-- ZU BEARBEITENDE AUFGABEN --
a: Zählen Sie alle Adjektive auf, mit denen die Buchbesprechung zu Jane Campbells Erzählband im Satz „Die Geschichten sind …“ die Geschichten beschreibt.
b: Welchen Titel trägt laut der Buchbesprechung zu Jane Campbells Erzählband ihre erste veröffentlichte Geschichte?
c: Führen Sie die Buchbesprechung zu Jane Campbells Erzählband nach ihrem letzten Satz fort.

-- VORLIEGENDER TEXT --
* * * *

Jane Campbell F Phoebe Dill„Wenn Sie meinen, das Debüt einer Achtzigjährigen müsse milde und nostalgisch sein, irren Sie sich gewaltig“, urteilte die berühmte amerikanische Talkshow-Moderatorin Oprah Daily über dieses Buch. Nein, milde ist dieser Erzählband nicht und es ist auch nicht nostalgisch, was Jane Campbell uns über diese 13 betagten Frauen zu erzählen hat. Die Geschichten sind aufrüttelnd, mitreißend, wahrhaftig und literarisch eine große Freude. Beginnen wir mit der Story „Katzenbuckel“, mit der ersten veröffentlichten Geschichte von Jane Campbell. „Die Katze und ich lernen mehr und mehr über den Prozess der Enteignung“, heißt es hier. Wenn die Frau ihre Katze gebürstet hat, muss sie sich neuerdings an der Küchentischkante festhalten, „um wieder auf die Beine zu kommen, aber ich sage mir, dass es eine gute Übung für meine Schenkel ist. Und dann kommen mir unweigerlich andere Übungen in den Sinn, in die meine Schenkel einst involviert waren.“ Die alte Frau weiß, sie kann niemanden mehr glücklich machen und versucht, „wenigstens nützlich zu sein“. Das könnte sogar bald der Fall sein. Denn die Schwiegertochter erwartet ein Baby. Allerdings: die Katze wird wohl wegmüssen wegen der Keime, befürchtet die Frau und mehr noch, sie würden die Katze töten und „ich soll dann für das Baby stricken“. Sie fragt sich, ob es ihre Aufgabe wäre, die Katze bis auf den Tod zu verteidigen. „Ich werde sie schrecklich vermissen“, lautet der letzte Satz, der die große Tragik dieser kleinen Geschichte zusammenfasst.

* * * *

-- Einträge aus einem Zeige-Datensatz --
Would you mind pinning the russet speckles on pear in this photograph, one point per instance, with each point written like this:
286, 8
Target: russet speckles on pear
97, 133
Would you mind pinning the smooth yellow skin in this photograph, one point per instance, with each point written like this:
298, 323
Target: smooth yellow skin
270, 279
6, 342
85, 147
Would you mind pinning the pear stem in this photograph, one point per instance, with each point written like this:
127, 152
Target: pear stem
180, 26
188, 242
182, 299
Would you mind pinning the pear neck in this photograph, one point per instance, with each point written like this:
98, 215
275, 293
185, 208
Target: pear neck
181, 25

* * * *

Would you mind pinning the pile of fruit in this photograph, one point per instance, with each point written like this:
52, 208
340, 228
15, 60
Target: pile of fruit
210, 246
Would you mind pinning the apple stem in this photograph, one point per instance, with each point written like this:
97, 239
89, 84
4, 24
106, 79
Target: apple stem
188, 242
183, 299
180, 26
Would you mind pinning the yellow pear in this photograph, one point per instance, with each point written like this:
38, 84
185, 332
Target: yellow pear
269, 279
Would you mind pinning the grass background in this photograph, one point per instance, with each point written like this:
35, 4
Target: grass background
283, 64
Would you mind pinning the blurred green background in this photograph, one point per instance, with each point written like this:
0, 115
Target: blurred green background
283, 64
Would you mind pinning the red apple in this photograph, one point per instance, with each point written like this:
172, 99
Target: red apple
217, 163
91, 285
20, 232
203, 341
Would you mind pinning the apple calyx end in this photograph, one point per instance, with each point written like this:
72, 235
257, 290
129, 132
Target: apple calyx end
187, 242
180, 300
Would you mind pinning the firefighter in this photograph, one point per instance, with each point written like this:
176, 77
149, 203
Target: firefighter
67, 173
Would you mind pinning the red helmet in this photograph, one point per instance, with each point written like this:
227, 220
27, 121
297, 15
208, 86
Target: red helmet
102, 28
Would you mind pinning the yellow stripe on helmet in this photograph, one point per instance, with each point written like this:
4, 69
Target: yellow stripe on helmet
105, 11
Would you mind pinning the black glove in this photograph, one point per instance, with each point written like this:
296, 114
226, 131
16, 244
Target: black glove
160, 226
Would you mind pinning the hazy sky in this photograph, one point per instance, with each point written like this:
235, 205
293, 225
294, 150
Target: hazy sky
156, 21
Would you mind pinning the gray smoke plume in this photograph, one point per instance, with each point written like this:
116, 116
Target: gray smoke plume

* * * *

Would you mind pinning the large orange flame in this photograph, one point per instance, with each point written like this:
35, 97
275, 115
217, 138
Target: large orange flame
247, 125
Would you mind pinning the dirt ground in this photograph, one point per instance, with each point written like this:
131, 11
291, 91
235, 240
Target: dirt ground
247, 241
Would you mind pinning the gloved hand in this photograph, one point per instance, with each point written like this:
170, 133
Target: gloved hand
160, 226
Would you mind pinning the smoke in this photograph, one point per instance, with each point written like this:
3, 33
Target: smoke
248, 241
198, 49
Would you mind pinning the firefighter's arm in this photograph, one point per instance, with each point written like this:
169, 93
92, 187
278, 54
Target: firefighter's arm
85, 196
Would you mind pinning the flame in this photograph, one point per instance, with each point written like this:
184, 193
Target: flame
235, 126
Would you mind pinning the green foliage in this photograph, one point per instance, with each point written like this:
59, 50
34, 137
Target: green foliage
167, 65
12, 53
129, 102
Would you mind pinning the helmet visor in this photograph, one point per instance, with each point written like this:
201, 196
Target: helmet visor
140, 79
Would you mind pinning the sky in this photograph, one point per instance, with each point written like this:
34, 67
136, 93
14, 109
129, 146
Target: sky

* * * *

-- GELÖSTE AUFGABEN --
a: aufrüttelnd, mitreißend, wahrhaftig

b: „Katzenbuckel“

c:
 

Während in diesem Fall mit dem Schicksal gehadert wird und die mögliche Zukunft zögerlich betrachtet wird, sieht die Sache in „Edelmut“ ganz anders aus. Hier geht es um eine nicht ganz selbstlose Hilfehandlung, genauer gesagt: um einen ganz gemeinen, hinterhältigen Mord. Das allerdings wird sehr humorvoll und sarkastisch erzählt. Die Ich-Erzählerin stellt uns Leo vor, einen „großgewachsenen, gutaussehenden Achtundsiebzigjährigen, ehemals Chirurg, der seine reizlose Promenadenmischung hinter sich herzieht“, wenn sie ihm auf Spaziergängen begegnet. Die Frau des Chirurgen ist „klein, dick und dumm. Eine dieser alternden Blondinen, deren Äußeres nach dem Adjektiv „nichtssagend“ ruft.“ Klar, dass Mattie tägliches Opfer von Leo ist, zumal sie manipulativ ist. Und dann geschieht es: der „grässliche Hund, Brutus“, hat Matty gebissen. Dieser Sachverhalt, dieser Tatbestand bringt die Ich-Erzählerin auf eine Idee… Wie Mitleid und Hass, Ideenreichtum und Mordlust hier wortmächtig Hand in Hand gehen, ist grandios. Wie die Geschichte um einen dieser „traurigen alten Männer mit ihren Erektionsängsten“ ausgeht, wird hier natürlich nicht verraten.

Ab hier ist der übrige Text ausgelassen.